_STATED EXERCISE_
Rewrite all of the items below as a numbered list, skipping any blank lines. Leave the pictures out of your answer.

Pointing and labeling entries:
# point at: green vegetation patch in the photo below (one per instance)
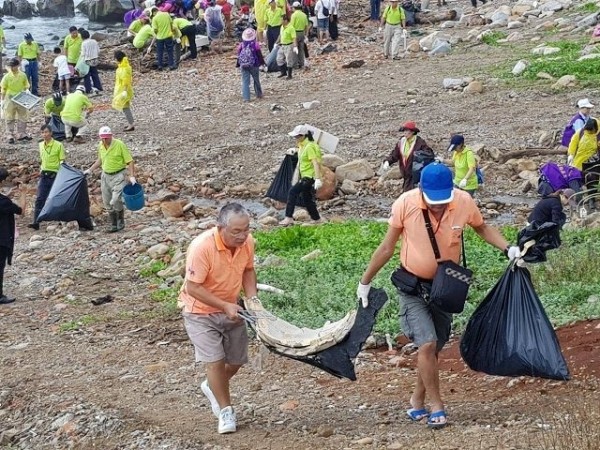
(324, 288)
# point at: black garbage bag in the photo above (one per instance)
(509, 333)
(338, 360)
(57, 128)
(546, 236)
(282, 183)
(68, 199)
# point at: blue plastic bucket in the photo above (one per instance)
(133, 196)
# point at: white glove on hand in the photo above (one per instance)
(513, 252)
(363, 293)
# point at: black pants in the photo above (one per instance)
(272, 36)
(3, 259)
(306, 187)
(190, 33)
(44, 186)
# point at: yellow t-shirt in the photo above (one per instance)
(13, 84)
(28, 51)
(51, 154)
(288, 34)
(143, 36)
(393, 16)
(115, 157)
(162, 24)
(75, 103)
(73, 48)
(135, 26)
(299, 20)
(273, 17)
(51, 108)
(308, 152)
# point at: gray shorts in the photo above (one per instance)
(216, 337)
(422, 322)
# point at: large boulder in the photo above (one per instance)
(21, 9)
(356, 170)
(105, 10)
(56, 8)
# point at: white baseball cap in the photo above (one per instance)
(584, 103)
(300, 130)
(105, 132)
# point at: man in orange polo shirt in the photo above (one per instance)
(220, 262)
(426, 325)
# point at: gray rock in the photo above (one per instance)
(356, 170)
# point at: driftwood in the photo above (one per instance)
(531, 151)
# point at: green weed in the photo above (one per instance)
(325, 288)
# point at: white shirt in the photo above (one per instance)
(90, 49)
(319, 8)
(62, 67)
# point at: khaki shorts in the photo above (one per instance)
(216, 337)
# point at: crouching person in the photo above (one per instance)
(220, 263)
(114, 157)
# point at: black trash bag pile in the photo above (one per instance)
(68, 199)
(338, 360)
(509, 333)
(282, 183)
(546, 236)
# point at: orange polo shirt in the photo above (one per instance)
(416, 254)
(212, 265)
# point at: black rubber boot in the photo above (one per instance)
(113, 220)
(283, 71)
(120, 220)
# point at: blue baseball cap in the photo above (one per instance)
(436, 184)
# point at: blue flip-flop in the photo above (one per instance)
(437, 415)
(417, 415)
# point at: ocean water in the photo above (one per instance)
(45, 30)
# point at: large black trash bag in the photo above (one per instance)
(546, 236)
(57, 128)
(338, 360)
(68, 199)
(282, 183)
(509, 333)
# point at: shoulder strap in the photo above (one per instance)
(434, 246)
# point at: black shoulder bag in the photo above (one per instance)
(450, 285)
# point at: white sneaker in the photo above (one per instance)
(227, 421)
(214, 404)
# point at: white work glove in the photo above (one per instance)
(513, 252)
(363, 293)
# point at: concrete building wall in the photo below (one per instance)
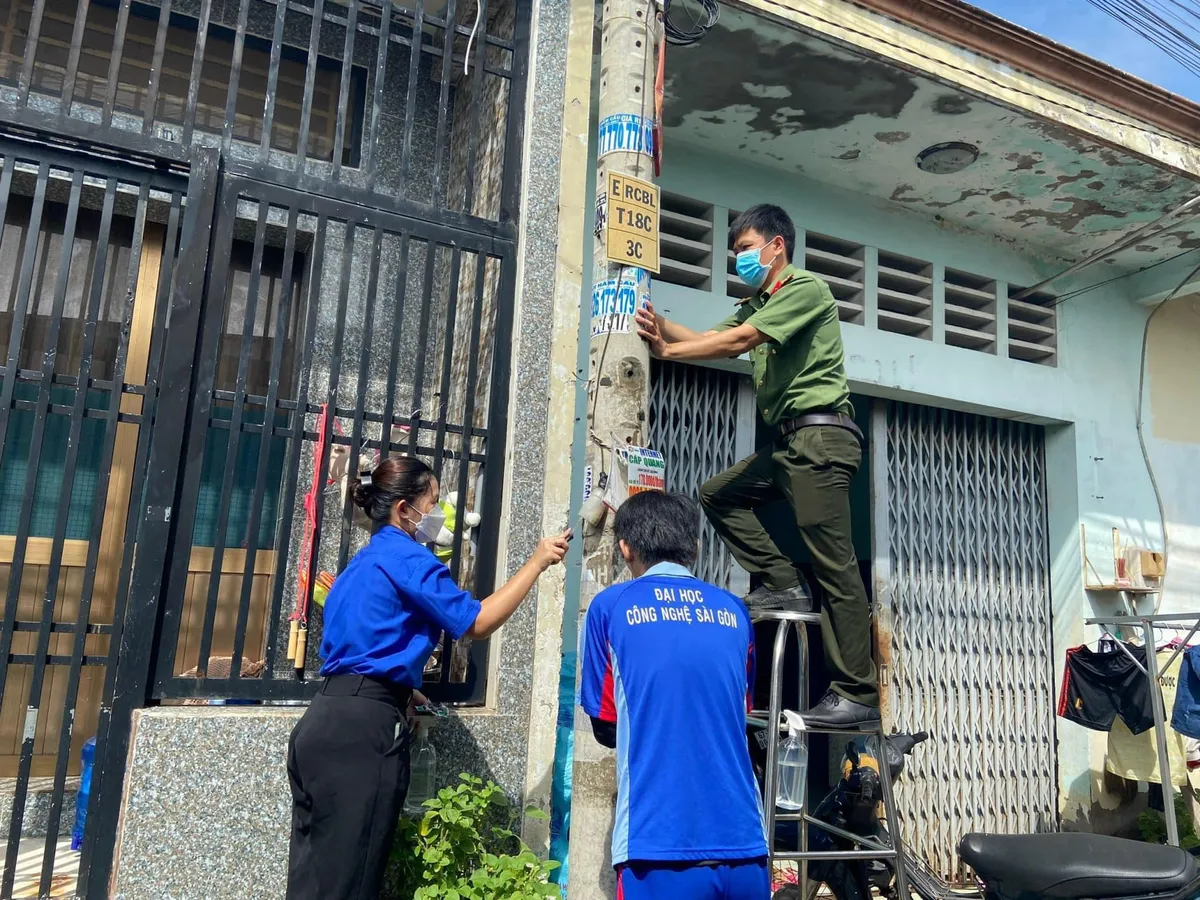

_TASK ANSWER_
1. # point at: green vegetation patch in the photo below (one per instance)
2. (324, 288)
3. # point at: black garbage bag in the photo above (one per instance)
4. (509, 333)
5. (338, 360)
6. (57, 128)
7. (546, 236)
8. (282, 183)
9. (68, 199)
10. # point at: blue plastic bucket in the photo above (one per instance)
11. (133, 196)
12. # point at: white glove on hand in the photo above (one per instance)
13. (513, 252)
14. (363, 293)
15. # point at: black pants in the photo above (one per instance)
16. (272, 36)
17. (3, 259)
18. (306, 187)
19. (190, 33)
20. (44, 186)
21. # point at: yellow t-shirt in the photo above (one per instance)
22. (13, 84)
23. (28, 51)
24. (51, 154)
25. (288, 34)
26. (143, 36)
27. (393, 16)
28. (115, 157)
29. (162, 24)
30. (75, 103)
31. (73, 48)
32. (135, 26)
33. (299, 20)
34. (273, 17)
35. (51, 108)
36. (308, 152)
37. # point at: gray shorts in the photo above (one per instance)
38. (216, 337)
39. (422, 322)
40. # point at: large boulder in the photo above (one per instance)
41. (21, 9)
42. (356, 170)
43. (105, 10)
44. (56, 8)
45. # point at: white baseball cap in the photo above (one per instance)
46. (584, 103)
47. (300, 130)
48. (105, 132)
49. # point at: man in orange polo shirt in the photo above (one per instance)
50. (220, 262)
51. (426, 325)
52. # point at: gray rock in the photo above (one per instance)
53. (356, 170)
54. # point at: driftwood in the photo above (one per instance)
55. (531, 151)
56. # point at: green weed in the photo above (one per instance)
57. (325, 288)
58. # point at: white shirt in the photo above (one per instance)
59. (90, 49)
60. (319, 8)
61. (62, 67)
62. # point at: khaki shorts in the photo above (one per instance)
63. (216, 337)
64. # point at: crouching person in the photo above (one per instance)
65. (220, 263)
66. (114, 157)
67. # point at: black trash bag pile in the photo above (one per instance)
68. (68, 199)
69. (338, 360)
70. (509, 333)
71. (282, 183)
72. (546, 236)
73. # point at: orange polo shirt in the photo above (one per instance)
74. (416, 254)
75. (212, 265)
76. # point at: black rubber boot in the photo above (one per instance)
77. (113, 220)
78. (283, 71)
79. (120, 220)
80. # point at: blue baseball cap in the photo above (one per instance)
81. (436, 184)
82. # point at: blue flip-flop in the photo above (one per instance)
83. (437, 415)
84. (417, 415)
85. # point at: ocean water in the photo above (one per instance)
86. (45, 30)
87. # point at: large black trash bag in the photo above (one per instance)
88. (546, 236)
89. (57, 128)
90. (338, 360)
91. (68, 199)
92. (282, 183)
93. (509, 333)
94. # point at: shoulder strap in the photo above (one per instance)
95. (434, 246)
96. # point at: black shoulder bag in the photo above (one per instance)
97. (450, 285)
98. # point at: white sneaker in the photo above (one per instance)
99. (227, 421)
100. (214, 404)
101. # point at: white work glove in the photo above (one per instance)
102. (513, 252)
103. (363, 293)
104. # point at: concrete building wall in the photo below (one per instance)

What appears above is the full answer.